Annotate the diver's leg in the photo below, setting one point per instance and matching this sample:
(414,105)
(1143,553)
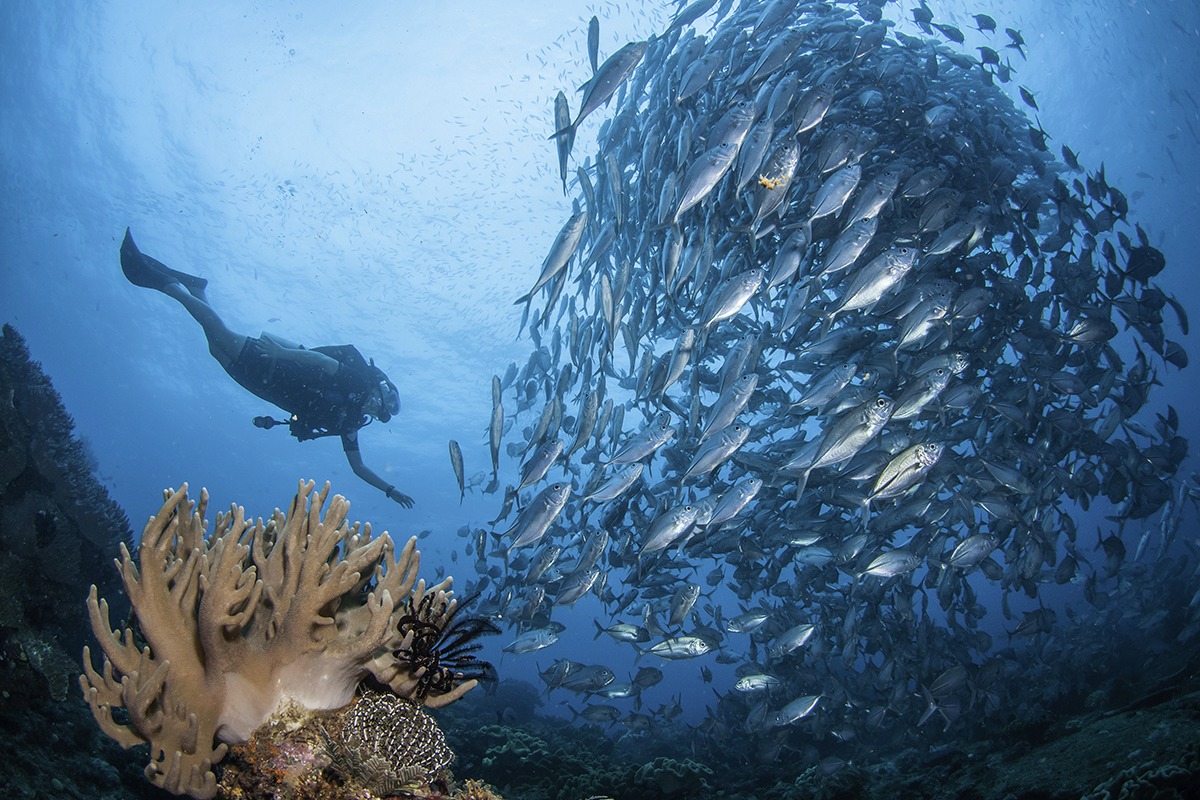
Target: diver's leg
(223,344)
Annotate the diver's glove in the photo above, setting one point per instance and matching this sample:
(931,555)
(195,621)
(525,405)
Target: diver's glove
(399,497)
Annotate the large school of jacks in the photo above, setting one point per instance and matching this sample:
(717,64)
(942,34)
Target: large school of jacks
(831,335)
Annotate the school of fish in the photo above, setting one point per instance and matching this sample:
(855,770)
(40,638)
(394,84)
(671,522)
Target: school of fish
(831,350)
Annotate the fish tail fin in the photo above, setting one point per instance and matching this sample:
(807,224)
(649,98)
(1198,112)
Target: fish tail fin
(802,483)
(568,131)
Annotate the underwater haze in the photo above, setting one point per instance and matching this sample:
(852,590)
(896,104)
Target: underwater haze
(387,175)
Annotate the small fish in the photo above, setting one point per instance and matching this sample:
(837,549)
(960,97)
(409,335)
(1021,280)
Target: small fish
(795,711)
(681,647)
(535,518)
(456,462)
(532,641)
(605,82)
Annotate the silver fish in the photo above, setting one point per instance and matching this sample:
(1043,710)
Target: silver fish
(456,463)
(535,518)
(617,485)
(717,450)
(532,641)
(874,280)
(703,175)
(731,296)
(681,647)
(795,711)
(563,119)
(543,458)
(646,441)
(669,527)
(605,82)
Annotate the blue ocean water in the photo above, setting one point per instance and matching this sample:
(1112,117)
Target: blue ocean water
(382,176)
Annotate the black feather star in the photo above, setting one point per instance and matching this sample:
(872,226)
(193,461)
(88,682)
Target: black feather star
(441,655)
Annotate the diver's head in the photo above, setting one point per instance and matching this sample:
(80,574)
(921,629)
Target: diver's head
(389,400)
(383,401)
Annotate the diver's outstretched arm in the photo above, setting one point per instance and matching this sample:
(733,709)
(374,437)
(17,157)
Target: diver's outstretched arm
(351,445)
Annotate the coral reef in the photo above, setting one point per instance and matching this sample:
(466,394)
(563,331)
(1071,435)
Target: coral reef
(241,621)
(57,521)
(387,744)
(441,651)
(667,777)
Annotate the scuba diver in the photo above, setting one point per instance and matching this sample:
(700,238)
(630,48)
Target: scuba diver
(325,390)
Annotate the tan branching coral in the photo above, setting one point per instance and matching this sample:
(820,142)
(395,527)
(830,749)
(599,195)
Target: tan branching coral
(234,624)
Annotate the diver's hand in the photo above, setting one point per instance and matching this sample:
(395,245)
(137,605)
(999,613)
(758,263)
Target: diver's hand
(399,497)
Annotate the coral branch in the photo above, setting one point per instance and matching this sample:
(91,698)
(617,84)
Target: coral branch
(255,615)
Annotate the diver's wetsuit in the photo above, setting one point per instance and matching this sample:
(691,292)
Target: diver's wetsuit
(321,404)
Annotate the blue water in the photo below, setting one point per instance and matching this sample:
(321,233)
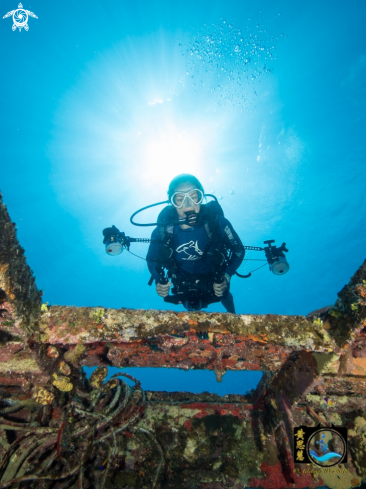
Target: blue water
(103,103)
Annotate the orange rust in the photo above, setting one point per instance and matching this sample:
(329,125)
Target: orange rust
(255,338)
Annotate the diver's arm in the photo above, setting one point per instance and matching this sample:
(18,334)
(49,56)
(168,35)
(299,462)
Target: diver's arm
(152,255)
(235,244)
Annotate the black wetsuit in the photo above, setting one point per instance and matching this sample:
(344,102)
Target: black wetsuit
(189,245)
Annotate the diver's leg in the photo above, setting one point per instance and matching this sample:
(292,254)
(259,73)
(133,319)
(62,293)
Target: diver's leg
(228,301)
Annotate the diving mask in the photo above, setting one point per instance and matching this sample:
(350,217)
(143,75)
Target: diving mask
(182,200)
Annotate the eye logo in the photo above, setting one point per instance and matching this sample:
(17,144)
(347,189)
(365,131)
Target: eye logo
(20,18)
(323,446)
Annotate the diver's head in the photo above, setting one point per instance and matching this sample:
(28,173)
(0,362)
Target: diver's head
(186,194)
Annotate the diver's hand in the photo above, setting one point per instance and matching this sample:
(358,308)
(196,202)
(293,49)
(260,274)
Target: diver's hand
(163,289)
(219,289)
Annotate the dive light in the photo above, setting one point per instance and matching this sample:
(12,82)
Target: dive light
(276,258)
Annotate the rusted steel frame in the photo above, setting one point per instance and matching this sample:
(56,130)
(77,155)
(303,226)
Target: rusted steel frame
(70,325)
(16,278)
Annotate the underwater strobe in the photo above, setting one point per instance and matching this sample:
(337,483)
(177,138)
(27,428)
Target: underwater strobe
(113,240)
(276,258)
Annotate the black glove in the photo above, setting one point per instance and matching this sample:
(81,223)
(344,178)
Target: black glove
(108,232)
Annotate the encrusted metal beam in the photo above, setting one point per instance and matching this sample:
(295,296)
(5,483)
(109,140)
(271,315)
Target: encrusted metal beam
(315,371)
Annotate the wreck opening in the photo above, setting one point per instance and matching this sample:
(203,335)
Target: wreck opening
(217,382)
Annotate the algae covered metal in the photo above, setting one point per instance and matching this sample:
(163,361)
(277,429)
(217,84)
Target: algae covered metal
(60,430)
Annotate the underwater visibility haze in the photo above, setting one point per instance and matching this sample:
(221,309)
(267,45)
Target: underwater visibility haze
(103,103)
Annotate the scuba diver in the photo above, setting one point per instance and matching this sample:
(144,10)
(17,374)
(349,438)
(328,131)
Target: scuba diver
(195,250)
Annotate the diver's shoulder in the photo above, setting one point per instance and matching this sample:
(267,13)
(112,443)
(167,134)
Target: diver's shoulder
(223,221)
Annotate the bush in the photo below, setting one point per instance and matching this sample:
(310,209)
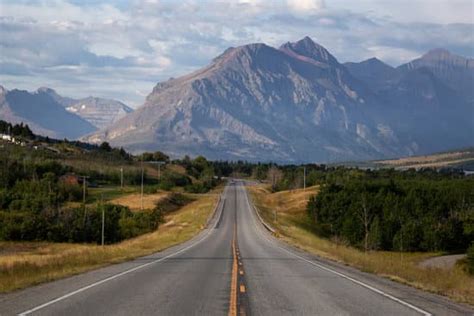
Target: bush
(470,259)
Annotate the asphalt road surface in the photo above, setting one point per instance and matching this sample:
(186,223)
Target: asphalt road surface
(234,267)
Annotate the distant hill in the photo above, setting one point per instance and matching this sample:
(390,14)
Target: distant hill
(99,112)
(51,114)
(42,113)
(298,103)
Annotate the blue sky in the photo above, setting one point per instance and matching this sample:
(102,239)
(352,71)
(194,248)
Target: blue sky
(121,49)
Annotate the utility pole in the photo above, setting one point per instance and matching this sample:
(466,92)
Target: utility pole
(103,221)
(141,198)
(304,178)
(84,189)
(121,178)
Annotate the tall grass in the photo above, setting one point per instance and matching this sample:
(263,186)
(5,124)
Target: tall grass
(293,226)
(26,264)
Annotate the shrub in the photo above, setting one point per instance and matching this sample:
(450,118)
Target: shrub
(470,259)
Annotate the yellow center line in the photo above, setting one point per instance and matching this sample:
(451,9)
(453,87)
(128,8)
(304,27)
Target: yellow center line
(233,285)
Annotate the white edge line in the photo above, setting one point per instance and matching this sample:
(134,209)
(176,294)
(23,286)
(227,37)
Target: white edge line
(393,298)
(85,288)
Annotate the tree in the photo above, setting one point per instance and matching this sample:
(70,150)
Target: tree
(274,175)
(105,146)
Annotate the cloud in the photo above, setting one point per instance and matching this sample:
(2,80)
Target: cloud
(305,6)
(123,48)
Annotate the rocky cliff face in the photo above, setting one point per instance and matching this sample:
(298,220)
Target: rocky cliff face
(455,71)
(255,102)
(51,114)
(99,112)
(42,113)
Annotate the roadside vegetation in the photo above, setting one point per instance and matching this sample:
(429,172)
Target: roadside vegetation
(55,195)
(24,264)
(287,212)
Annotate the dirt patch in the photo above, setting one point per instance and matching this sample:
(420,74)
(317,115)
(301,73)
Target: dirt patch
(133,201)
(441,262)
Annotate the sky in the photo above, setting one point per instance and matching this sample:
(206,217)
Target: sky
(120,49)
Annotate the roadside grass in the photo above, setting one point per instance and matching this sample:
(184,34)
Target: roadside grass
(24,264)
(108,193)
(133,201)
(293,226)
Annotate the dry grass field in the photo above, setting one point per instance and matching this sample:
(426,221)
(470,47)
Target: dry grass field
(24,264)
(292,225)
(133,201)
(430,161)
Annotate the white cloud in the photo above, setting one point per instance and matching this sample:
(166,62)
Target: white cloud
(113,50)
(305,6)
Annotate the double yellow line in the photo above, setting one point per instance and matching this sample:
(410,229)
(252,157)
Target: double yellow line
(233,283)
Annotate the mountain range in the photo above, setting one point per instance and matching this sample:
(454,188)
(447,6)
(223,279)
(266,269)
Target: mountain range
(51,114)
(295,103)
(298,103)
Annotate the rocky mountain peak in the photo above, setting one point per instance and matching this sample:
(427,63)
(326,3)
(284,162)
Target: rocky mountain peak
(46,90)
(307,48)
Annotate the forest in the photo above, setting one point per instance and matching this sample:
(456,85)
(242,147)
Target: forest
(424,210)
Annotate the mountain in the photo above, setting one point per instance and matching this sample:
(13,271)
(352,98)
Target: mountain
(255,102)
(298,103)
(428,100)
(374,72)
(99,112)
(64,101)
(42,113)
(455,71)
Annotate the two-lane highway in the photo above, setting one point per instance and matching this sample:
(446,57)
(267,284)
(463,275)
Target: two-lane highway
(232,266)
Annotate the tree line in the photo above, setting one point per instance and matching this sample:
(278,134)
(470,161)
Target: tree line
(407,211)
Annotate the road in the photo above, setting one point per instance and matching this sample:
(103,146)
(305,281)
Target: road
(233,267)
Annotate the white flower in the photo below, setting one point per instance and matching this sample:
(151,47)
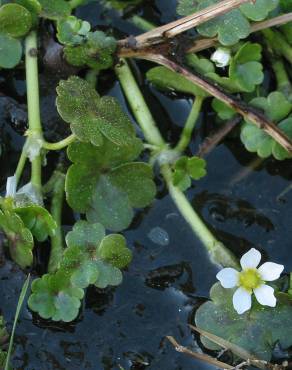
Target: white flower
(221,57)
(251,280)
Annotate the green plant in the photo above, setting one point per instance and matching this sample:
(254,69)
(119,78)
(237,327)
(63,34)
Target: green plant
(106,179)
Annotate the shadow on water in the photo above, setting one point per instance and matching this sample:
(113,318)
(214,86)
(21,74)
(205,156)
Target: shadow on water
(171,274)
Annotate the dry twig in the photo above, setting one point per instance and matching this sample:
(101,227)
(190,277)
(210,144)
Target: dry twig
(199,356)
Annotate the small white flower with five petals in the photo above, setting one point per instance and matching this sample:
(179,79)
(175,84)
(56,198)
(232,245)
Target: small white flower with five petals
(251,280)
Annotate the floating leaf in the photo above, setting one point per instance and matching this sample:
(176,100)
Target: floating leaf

__Work required__: Extract, word for word, every line from the one containing "Annotate the mountain range" to the end of the data above, both ends included, and leave out the pictures.

__Response to this task__:
Annotate the mountain range in the photo above, setting one point per instance and matching this sample:
(454,188)
(447,6)
(223,279)
(266,269)
Target: mountain range
(51,114)
(295,103)
(298,103)
Annotate the rocky mountain peak in the photo above, setting one point per instance and matching this sample:
(427,63)
(326,3)
(284,162)
Target: rocky mountain peak
(46,90)
(307,48)
Annotate the forest in the photo above, setting one point per instance and matching this sample:
(456,85)
(242,147)
Target: forest
(424,210)
Annotate the mountain in the photo above, setting one point per instance and matching this sample:
(13,271)
(352,98)
Target: mountain
(255,102)
(298,103)
(428,100)
(374,72)
(99,112)
(64,101)
(42,113)
(455,71)
Annotate the two-lane highway in the photo above, setting one point per instance and matching this sample:
(446,57)
(267,284)
(463,275)
Target: two-lane highway
(232,266)
Annotate the tree line in the photo above, setting one point per instance and matching this sample:
(278,134)
(470,161)
Target: tree line
(407,211)
Annotate the road in the photo above, setting one point per instance and matching this sample:
(103,146)
(305,281)
Target: road
(233,267)
Annotate the white flower in the photo below, setting one point per instance and matching this sample:
(151,47)
Target: white flower
(221,57)
(251,280)
Annotate the green plant in the photo above, setting one point per instance and matching this sample:
(254,69)
(119,78)
(237,327)
(63,34)
Target: green plant
(106,179)
Annotate the shadow on water in the photo above, setting one point per instance and matching this sample:
(113,318)
(214,86)
(21,74)
(205,156)
Target: shadow on water
(171,274)
Annotate the dry twig in the photo above, setting one point per instance and matching this sample:
(101,227)
(190,277)
(210,144)
Target: dry twig
(199,356)
Annotate the small white flower with five petals in the photo above, setting one point per instance and matching this sample:
(179,79)
(175,84)
(56,198)
(232,245)
Target: small white flower with five petals
(251,280)
Annotate the floating leaf in the photo above, setting one point per instance and matching this sample:
(176,100)
Target: floating leaf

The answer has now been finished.